Something like so perhaps?

--- a/arch/x86/include/asm/tlbflush.h
+++ b/arch/x86/include/asm/tlbflush.h
@@ -268,7 +268,7 @@ static inline u16 mm_global_asid(struct
 	if (!cpu_feature_enabled(X86_FEATURE_INVLPGB))
 		return 0;
 
-	asid = READ_ONCE(mm->context.global_asid);
+	asid = smp_load_acquire(&mm->context.global_asid);
 
 	/* mm->context.global_asid is either 0, or a global ASID */
 	VM_WARN_ON_ONCE(is_dyn_asid(asid));
--- a/arch/x86/mm/tlb.c
+++ b/arch/x86/mm/tlb.c
@@ -308,13 +308,18 @@ static void reset_global_asid_space(void
 static u16 get_global_asid(void)
 {
 	lockdep_assert_held(&global_asid_lock);
+	bool done_reset = false;
 
 	do {
 		u16 start = last_global_asid;
 		u16 asid = find_next_zero_bit(global_asid_used, MAX_ASID_AVAILABLE, start);
 
-		if (asid >= MAX_ASID_AVAILABLE) {
+		if (asid > MAX_ASID_AVAILABLE) {
+			if (done_reset)
+				return asid;
+
 			reset_global_asid_space();
+			done_reset = true;
 			continue;
 		}
 
@@ -392,6 +398,12 @@ static bool mm_active_cpus_exceeds(struc
  */
 static void use_global_asid(struct mm_struct *mm)
 {
+	u16 asid;
+
+	/* This process is already using broadcast TLB invalidation. */
+	if (mm->context.global_asid)
+		return;
+
 	guard(raw_spinlock_irqsave)(&global_asid_lock);
 
 	/* This process is already using broadcast TLB invalidation. */
@@ -402,58 +414,25 @@ static void use_global_asid(struct mm_st
 	if (!global_asid_available)
 		return;
 
+	asid = get_global_asid();
+	if (asid > MAX_ASID_AVAILABLE)
+		return;
+
 	/*
-	 * The transition from IPI TLB flushing, with a dynamic ASID,
-	 * and broadcast TLB flushing, using a global ASID, uses memory
-	 * ordering for synchronization.
-	 *
-	 * While the process has threads still using a dynamic ASID,
-	 * TLB invalidation IPIs continue to get sent.
-	 *
-	 * This code sets asid_transition first, before assigning the
-	 * global ASID.
-	 *
-	 * The TLB flush code will only verify the ASID transition
-	 * after it has seen the new global ASID for the process.

# TASK GOAL:
Copy the patch from the words "--- a/arch/x86/include/asm/tlbflush.h" through "if (!cpu_feature_enabled(X86_FEATURE_INVLPGB))", switching "X86_FEATURE_INVLPGB" to "X86_FEATURE_PCID". You won't need the records.

Records
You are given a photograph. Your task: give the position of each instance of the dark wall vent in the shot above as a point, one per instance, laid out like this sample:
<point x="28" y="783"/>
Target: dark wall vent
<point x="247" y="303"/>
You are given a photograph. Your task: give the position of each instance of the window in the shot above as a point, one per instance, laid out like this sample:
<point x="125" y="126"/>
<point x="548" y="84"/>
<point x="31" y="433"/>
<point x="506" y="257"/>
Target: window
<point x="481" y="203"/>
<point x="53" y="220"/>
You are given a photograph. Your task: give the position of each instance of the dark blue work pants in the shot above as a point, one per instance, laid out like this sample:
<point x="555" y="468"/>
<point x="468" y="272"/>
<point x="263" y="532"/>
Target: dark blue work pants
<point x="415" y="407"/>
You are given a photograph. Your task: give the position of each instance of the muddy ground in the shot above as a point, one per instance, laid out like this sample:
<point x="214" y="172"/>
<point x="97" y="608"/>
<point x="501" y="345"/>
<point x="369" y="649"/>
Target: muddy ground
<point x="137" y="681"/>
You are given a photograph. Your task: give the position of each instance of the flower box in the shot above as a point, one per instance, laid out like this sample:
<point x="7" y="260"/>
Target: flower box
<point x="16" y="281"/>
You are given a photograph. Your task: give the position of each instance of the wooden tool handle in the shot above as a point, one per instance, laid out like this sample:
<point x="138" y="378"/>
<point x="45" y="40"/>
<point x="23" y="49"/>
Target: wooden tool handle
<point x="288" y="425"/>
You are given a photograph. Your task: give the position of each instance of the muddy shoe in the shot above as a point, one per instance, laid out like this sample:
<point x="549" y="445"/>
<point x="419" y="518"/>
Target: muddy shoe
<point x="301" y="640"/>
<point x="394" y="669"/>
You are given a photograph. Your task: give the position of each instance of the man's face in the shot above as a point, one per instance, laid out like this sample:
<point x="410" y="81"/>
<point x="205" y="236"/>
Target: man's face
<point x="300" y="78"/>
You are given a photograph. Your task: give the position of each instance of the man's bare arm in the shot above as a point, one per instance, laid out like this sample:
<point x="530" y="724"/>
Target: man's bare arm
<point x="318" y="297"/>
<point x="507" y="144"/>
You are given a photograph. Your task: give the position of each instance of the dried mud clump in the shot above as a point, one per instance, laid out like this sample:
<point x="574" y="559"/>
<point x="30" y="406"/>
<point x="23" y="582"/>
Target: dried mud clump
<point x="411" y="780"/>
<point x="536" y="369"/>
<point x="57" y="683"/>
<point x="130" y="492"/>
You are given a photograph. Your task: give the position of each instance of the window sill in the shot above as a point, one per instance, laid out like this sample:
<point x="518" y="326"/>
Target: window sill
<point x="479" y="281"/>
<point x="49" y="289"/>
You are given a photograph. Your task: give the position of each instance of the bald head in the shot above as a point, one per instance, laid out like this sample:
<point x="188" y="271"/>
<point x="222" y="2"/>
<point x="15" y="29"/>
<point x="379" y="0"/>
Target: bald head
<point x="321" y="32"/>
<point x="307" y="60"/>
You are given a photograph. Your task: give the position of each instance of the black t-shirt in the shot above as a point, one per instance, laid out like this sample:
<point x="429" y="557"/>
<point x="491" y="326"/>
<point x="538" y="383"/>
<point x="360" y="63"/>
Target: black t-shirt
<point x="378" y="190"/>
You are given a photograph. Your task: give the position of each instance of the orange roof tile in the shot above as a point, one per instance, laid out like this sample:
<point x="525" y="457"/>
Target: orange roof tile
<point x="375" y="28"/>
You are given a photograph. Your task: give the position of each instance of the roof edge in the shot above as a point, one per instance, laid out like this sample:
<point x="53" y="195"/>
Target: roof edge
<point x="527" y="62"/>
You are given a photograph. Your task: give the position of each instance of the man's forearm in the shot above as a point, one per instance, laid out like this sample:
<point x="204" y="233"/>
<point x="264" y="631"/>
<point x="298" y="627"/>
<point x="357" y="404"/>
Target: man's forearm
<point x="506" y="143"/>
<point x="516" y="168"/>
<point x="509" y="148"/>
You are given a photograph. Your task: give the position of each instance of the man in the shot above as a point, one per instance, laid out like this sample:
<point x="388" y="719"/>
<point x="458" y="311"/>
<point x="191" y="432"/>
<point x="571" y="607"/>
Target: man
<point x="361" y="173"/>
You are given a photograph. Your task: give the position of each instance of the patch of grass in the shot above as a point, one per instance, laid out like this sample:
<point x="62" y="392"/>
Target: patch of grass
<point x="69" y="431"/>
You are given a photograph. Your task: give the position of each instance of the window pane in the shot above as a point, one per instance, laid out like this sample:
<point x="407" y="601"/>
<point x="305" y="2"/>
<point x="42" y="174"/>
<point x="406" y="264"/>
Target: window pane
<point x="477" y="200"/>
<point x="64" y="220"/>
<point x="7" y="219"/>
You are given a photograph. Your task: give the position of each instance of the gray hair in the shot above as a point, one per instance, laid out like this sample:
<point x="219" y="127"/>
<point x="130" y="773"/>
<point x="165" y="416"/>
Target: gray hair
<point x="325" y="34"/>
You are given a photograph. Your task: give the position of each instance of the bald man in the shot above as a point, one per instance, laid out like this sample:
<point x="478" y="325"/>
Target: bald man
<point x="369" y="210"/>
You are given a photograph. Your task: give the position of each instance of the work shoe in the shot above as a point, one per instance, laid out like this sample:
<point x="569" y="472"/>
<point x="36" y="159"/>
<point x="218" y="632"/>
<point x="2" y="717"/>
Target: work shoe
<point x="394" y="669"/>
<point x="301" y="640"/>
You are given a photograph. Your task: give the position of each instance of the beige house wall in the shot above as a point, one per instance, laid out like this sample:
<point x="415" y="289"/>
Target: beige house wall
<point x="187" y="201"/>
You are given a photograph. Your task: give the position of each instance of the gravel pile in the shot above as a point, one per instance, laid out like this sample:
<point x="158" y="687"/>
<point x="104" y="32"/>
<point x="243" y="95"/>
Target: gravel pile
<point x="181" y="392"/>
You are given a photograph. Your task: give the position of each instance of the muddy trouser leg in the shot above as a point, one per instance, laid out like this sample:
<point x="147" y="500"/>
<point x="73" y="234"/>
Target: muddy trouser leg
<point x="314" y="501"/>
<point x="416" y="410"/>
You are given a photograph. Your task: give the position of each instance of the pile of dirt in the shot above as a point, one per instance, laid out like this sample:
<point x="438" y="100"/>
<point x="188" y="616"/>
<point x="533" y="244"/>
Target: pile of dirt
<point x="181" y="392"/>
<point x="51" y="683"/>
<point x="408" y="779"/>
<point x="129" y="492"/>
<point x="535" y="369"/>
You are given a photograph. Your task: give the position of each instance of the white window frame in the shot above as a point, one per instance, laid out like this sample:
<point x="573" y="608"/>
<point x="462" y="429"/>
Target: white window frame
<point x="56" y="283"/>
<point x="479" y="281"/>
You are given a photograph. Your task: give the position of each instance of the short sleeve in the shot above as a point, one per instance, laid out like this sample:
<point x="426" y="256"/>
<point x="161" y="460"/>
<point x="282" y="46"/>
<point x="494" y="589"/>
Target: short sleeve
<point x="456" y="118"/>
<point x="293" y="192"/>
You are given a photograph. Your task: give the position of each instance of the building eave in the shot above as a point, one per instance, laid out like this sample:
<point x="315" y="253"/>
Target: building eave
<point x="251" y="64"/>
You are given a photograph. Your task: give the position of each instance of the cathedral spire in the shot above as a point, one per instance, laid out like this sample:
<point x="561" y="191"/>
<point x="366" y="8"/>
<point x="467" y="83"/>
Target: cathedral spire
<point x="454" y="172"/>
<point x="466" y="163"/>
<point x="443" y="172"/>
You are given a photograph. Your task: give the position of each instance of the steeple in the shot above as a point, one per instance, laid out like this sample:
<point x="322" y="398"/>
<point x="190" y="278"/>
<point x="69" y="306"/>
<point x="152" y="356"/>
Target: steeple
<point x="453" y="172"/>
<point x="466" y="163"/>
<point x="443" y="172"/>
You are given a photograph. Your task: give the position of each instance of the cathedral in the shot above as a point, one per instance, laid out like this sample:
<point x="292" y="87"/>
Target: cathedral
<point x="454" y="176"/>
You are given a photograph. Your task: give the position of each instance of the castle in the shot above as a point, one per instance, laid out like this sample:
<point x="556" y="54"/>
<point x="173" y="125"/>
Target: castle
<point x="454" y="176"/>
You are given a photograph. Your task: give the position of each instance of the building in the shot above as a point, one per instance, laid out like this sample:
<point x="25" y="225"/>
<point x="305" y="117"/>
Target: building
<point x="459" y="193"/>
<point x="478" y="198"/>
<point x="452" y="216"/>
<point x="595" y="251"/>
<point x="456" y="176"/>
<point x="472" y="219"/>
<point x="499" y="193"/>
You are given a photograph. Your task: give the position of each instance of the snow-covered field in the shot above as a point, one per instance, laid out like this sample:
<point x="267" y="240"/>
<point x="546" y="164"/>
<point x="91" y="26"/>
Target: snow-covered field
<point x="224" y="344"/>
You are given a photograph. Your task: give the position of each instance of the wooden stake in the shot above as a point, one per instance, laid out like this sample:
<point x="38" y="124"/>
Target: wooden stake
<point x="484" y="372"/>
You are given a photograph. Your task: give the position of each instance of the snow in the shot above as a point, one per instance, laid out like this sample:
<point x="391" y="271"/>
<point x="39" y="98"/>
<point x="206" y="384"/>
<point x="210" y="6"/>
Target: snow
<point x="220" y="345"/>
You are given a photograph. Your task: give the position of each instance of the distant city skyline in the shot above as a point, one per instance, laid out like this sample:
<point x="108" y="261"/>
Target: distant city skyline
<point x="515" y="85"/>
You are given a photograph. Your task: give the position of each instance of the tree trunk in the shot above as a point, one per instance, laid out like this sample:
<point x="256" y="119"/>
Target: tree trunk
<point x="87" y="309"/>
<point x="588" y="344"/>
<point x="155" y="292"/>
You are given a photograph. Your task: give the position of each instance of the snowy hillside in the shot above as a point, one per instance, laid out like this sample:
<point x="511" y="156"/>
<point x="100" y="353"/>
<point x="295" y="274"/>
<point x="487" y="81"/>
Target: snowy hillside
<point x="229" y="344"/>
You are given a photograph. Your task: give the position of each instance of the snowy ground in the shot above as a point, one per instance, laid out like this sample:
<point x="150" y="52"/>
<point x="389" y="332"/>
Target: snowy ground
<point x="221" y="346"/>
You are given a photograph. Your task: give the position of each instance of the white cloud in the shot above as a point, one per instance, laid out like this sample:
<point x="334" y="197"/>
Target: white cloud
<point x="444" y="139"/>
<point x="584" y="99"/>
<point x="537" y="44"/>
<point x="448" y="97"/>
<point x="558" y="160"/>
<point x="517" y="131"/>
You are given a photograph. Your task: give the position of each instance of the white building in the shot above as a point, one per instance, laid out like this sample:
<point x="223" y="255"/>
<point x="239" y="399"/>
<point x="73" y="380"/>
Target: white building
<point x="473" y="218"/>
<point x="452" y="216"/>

# SOLUTION BELOW:
--- a/arch/x86/include/asm/tlbflush.h
+++ b/arch/x86/include/asm/tlbflush.h
@@ -268,7 +268,7 @@ static inline u16 mm_global_asid(struct
 	if (!cpu_feature_enabled(X86_FEATURE_PCID))